# 記述問題 A
ふくみさんについての対談を読み、次の問いに答えよ。
(i) ふくみさんが染織をはじめたのは何歳か。
(ii) 58歳で出版したはじめてのエッセイ集の題名は何か。
(iii) 写経は何日で1枚と決めているか。
# 記述問題 B
ふくみさんの日課をめぐる対談を、最後の問いかけの後から書き継げ。

# 本文抜粋
::::
それも世界文化社が中心に企画してくれました。
100歳って、ちょっと前人未到じゃないですか。
これからどういう生き方をするのか。
ふくみさんは、30歳から染織をはじめて、
40代、50代あたりは染織家として
染織ばっかりやって。
58歳でね、
はじめてのエッセイ集
『一色一生』を出版して、
そこから60代、70代、80代、90代って
ずっと、エッセイも書いてきて、
まあ、仕事を始めてから
70年ぐらいのキャリアになりますね。

志村
今年100歳になって、
90代のときともちょっと状況が違いますね。
100歳なりの活動っていうか、
表現活動とか精神活動が今後どうなるかは、
もう誰もわからないし、
本人もどう過ごしていくのかなんていうのは
たぶんわからないと思うんですけど。
ぼくたちもこれからがたのしみでもあるし、
自分の人生を生ききるっていうか、
生きぬくみたいなことが
こうなんだっていうことを
見せてもらっている感じですかね。
ほぼ日
すごい‥‥。

滋賀県立美術館の展覧会会場で。
右が志村昌司さん、左が志村宏さん。 滋賀県立美術館の展覧会会場で。 右が志村昌司さん、左が志村宏さん。

志村
100歳ってどう生きていくのか。
幸い病気とかはあまりなく‥‥、
まあちょこちょこあるんですけど、
すごい途中でダウンして、とかではなくて、
わりとね、ずーっと元気で来れているんで。
100歳生きるとか、105歳生きるとか、
つまり人生って、
どういうことなんだろうっていうのを
考えさせられています。
ぼくは、この何年かよく思うんですけど、
ふくみさんはけっこう日課があって。
ほぼ日
日課ですか?
志村
朝起きてご飯食べたあとに
必ず写経をしていて。
もう10年ぐらいやってるんですよね。
般若心経を、ずーっと筆で写していって。
で、2日で1枚って決めてるんですよね。
で、50枚ぐらいたまったら
お寺に奉納してみたいなのやってて。
ご飯を食べて、写経をして、散歩してっていう
その日課のリズムが、なんかこう、
自分の足場になってるんですよね。
足場みたいなのって、自分の生活にあるから。
自分の生活をいかに確固たるものにするかって
すごく大事で。
そういうことがあるから100歳でも
凛とした精神を保てているように思います。
体調悪かったりとかいろいろなことで、
揺らぎもやっぱり人間には
あると思うんですけど、
そういう足場があると
揺らぎがあってもね、
戻ってこられる。
ほぼ日
毎日変わらないリズムで行動することで
足場ができる?
::::
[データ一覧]

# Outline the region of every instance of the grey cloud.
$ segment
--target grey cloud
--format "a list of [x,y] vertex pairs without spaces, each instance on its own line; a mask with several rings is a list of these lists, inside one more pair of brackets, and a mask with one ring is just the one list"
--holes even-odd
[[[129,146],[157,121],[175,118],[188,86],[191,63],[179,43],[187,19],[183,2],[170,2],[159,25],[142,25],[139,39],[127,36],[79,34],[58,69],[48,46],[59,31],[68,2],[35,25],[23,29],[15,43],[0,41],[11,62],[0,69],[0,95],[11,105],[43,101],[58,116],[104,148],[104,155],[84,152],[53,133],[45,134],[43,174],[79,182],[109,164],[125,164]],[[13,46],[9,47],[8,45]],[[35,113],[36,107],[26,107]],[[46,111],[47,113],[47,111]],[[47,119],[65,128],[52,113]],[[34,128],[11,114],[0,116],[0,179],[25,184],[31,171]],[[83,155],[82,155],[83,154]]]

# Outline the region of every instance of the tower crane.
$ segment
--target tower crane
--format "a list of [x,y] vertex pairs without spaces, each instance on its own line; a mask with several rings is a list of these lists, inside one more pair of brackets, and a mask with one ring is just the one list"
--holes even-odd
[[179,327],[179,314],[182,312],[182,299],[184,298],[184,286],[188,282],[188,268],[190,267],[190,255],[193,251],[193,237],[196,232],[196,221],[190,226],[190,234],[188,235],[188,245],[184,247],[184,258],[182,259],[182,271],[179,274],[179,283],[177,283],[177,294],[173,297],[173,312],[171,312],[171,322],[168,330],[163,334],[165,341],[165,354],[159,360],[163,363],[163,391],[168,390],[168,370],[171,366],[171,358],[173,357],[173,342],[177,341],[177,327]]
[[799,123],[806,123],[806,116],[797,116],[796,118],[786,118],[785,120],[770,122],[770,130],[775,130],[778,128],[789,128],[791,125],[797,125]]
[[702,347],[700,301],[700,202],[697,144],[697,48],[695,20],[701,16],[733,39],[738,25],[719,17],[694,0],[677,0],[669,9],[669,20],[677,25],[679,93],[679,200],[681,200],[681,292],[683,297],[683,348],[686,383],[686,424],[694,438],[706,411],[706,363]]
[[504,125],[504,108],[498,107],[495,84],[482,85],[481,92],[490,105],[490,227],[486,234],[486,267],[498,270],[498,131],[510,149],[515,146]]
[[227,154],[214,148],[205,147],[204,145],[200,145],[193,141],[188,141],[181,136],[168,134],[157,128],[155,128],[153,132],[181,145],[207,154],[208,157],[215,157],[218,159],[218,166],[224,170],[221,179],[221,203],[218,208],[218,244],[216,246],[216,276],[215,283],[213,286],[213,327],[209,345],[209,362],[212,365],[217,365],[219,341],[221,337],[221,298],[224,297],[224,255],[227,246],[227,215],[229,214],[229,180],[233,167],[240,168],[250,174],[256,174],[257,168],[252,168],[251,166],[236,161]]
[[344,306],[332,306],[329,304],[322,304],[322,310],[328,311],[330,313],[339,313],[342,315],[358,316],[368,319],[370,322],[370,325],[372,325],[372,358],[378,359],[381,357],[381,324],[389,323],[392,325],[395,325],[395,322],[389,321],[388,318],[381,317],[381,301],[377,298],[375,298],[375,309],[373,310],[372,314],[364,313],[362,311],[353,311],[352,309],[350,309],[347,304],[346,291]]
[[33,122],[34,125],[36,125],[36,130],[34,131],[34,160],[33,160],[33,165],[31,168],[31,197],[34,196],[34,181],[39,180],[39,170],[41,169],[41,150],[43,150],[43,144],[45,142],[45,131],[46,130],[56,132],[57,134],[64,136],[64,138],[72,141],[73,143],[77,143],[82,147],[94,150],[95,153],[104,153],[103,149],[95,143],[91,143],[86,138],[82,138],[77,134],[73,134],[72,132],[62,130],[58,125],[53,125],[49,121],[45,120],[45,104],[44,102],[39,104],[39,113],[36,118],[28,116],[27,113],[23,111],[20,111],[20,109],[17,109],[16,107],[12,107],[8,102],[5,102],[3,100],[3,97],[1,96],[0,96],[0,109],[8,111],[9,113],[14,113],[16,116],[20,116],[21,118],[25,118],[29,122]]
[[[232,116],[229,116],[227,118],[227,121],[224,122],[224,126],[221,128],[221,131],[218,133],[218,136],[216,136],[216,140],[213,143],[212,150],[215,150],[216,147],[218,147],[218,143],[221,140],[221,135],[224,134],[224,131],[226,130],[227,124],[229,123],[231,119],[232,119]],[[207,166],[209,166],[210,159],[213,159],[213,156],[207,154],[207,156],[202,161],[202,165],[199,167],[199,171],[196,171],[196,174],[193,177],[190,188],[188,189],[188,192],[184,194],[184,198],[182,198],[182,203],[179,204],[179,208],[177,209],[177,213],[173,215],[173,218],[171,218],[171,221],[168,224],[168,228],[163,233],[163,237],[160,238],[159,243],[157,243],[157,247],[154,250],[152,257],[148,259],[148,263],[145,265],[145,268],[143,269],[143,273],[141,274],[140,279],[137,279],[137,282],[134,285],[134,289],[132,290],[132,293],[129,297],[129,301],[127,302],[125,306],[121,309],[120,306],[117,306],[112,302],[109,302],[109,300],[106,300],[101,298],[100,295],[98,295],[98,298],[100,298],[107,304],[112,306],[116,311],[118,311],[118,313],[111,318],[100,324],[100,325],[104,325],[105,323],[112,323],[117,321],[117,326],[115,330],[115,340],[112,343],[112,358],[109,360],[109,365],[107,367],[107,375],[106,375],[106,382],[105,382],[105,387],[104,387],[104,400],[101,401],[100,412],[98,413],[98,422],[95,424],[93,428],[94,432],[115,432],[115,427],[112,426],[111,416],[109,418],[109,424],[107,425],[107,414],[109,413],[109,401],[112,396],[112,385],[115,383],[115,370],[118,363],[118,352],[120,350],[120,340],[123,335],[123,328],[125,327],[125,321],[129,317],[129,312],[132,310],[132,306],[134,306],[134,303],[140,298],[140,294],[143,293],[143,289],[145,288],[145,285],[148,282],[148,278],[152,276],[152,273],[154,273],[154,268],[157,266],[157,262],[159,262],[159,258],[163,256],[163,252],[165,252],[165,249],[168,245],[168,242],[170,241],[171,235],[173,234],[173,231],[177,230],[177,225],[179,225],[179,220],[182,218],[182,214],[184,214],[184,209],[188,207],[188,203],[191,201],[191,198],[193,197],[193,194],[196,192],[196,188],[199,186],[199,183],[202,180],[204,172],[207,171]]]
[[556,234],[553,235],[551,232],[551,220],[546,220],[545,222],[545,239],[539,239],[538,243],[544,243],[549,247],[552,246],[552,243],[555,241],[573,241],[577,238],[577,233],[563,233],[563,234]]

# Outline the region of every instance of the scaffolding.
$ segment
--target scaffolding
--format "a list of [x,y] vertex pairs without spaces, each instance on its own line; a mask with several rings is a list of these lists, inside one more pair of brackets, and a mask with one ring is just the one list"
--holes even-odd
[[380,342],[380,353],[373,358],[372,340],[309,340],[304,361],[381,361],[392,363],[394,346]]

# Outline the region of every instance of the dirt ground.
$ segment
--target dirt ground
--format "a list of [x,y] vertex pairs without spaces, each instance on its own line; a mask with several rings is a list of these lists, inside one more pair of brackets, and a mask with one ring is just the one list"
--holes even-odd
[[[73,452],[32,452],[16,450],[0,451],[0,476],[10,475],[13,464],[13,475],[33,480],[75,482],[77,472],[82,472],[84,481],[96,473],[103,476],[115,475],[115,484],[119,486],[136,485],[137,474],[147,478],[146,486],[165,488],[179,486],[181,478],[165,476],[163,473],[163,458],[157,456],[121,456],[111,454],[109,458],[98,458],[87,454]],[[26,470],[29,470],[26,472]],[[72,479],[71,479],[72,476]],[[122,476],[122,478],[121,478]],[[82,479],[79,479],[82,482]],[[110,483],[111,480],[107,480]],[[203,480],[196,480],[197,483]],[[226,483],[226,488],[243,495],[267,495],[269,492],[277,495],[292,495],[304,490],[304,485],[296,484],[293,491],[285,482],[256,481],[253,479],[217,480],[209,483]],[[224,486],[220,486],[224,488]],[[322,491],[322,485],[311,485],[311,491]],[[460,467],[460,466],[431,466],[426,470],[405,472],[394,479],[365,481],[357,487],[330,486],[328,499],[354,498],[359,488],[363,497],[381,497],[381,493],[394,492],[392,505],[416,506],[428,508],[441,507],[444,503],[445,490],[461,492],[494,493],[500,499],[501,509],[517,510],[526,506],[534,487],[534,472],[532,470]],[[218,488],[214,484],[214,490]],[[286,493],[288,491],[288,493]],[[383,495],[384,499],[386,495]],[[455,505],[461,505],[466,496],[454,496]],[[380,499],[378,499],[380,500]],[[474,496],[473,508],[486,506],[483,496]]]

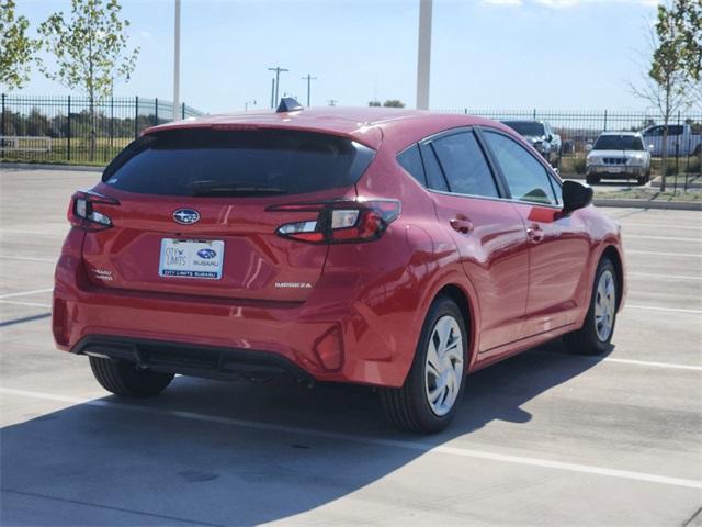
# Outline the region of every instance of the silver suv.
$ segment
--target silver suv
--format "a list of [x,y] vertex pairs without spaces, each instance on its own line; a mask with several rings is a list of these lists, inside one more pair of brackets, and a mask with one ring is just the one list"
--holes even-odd
[[602,132],[586,159],[588,183],[601,179],[635,178],[638,184],[650,180],[650,152],[638,132]]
::::
# 最終解答 A
(i) 30歳
(ii) 『一色一生』
(iii) 2日で1枚

# 最終解答 B
志村
変わらないリズムもですが、
外の世界と関係なく自分の‥‥。
ほぼ日
ああ、自分と向き合う時間。
志村
向き合う時間がやっぱりいるっていうか。
僕も以前はそれほど必要だと思ってなかったんですけど。
ふくみさんも日課とか、
自分に何か課すタイプじゃなくて、
自由に過ごしているのかなと思ってたんですけど。
機(はた)に乗っていた頃は、
それが日課だったんですよね。
機に乗れなくなったときに、
次に自分のあたらしい日課っていうか、
毎日やることが写経やデザインすることに
なっていったっていうことですよね。
年をとると意識的に生きていくっていうことが
しんどくなってくる、
ぼーっとしていたいって、いう気持ちが
どっかで出てくるんでしょうけど。
祖母は絶対そういうの嫌なんですよね。
意識をぼんやりさせることが。
ほぼ日
おおー。
吉水
素晴らしい。

△吉水まどかさん。 △吉水まどかさん。

志村
だから100歳とは思えないですよね。話してても。
吉水
写経も10年ぐらいってことは90歳から。
そこから新しいことを始めて、
日課にできるっていうのもすごい。
志村
写経じゃなくても、
生活の中に自分が毎日取り組むことがあることがね。
料理とか何でもいいと思うんですけど。
何か自分が向き合える時間っていうのがないと
気持ちがなんかもう
いろんなところに移ろってゆらいで
大変なんじゃないですかね、
祖母の日課は自分を保つ秘訣なんでしょうね。
ほぼ日
自分を保つ。
意識しないとできないってことなんですね。
志村
そうですね。あと、まあ、若い頃から機織りをして、
織物はけっこう体力がいるので。
たぶん大丈夫なんですよね。
心身が鍛えられているというか。
ほぼ日
全身運動ですよね。
吉水
そうだ。足も動いてるなあ。
志村
みなさん、機織りでなくてもいいので、
手仕事を家で少しやったら
体にも、精神の安定にも、
ほんとはいいのになって思ったりもします。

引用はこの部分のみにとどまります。